* Start Excerpt to read *
Lovera v. State

Annotate this Case

283 N.E.2d 795 (1972)

Raul Jaun LOVERA, Appellant, v. STATE of Indiana, Appellee.

No. 272A99.

Court of Appeals of Indiana, Division No. 3.

June 14, 1972.

*796 Harriette Bailey Conn, Public Defender of Indiana, Paul J. Baldoni, Deputy Public Defender, for appellant.

Theodore L. Sendak, Atty. Gen., of Indiana, Wesley T. Wilson, Deputy Atty. Gen., of Indiana, for appellee.

SHARP, Judge.

On November 5, 1969, an affidavit was filed in the City Court of South Bend, Indiana, charging the Defendant, Raul Jaun Lovera, with possession of a dangerous drug, to-wit: Marijuana. Immediately thereafter the Defendant waived arraignment in open court and entered a plea of guilty. The entire record of the proceedings in the City Court are as follows:

"Comes now Richard Thomas and files affidavit charging the defendant with the offense of Possession of a Dangerous Drug, Marijuana on November 4, 1969, which affidavit reads in the words and figures following, to-wit: `* * * `defendant waives being arraigned in open court and pleads guilty. `And now the Court having heard the evidence and being duly advised now finds the defendant guilty. `And now the Court assesses defendant's fine at $100.00 and costs. `And now the defendant is sentenced to five (5) days in the County Jail.'"
* End Excerpt to read *
* Start Stored data *
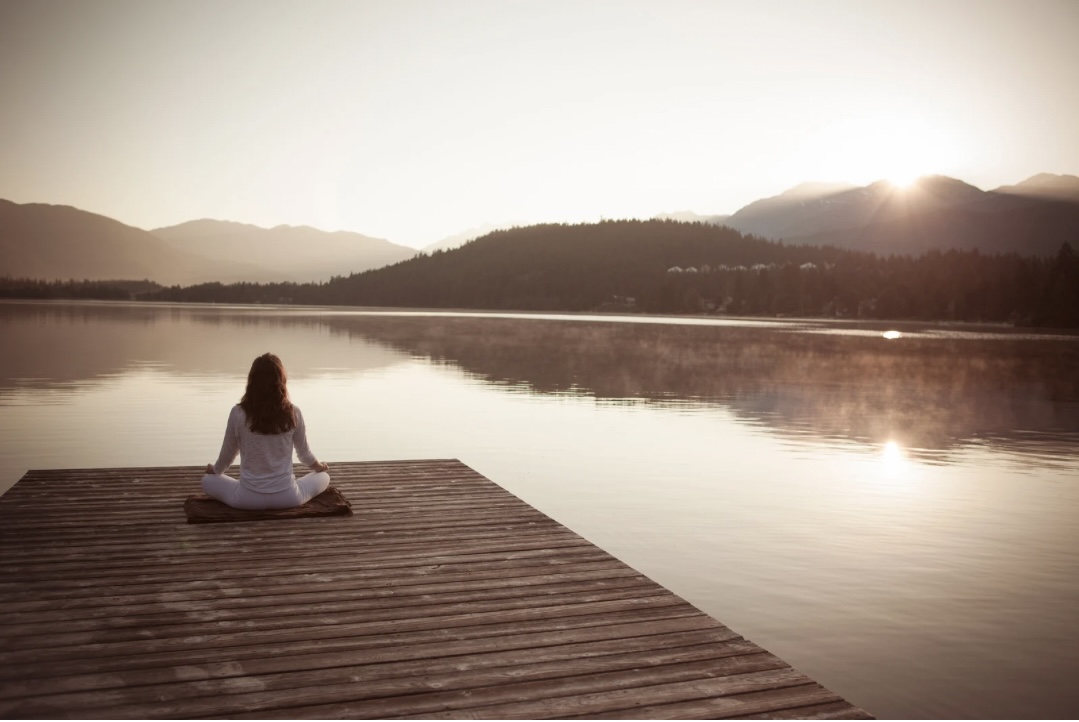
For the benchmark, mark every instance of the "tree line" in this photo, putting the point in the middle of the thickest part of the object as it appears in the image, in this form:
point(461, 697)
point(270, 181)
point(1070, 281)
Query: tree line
point(670, 267)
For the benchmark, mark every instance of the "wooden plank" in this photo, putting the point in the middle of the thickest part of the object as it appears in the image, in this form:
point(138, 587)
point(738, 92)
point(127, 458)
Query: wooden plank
point(442, 596)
* End Stored data *
## Challenges
(1) Repeat the part of the court opinion that opens with the words containing "Lovera v. State" and closes with "Division No. 3.", word for word.
(2) Identify each line of the rows that contains the string "putting", matching case exactly, and copy those lines.
The rows are unrelated to the court opinion.

## Results for the exercise
(1)
Lovera v. State

Annotate this Case

283 N.E.2d 795 (1972)

Raul Jaun LOVERA, Appellant, v. STATE of Indiana, Appellee.

No. 272A99.

Court of Appeals of Indiana, Division No. 3.

(2)
For the benchmark, mark every instance of the "tree line" in this photo, putting the point in the middle of the thickest part of the object as it appears in the image, in this form:
For the benchmark, mark every instance of the "wooden plank" in this photo, putting the point in the middle of the thickest part of the object as it appears in the image, in this form:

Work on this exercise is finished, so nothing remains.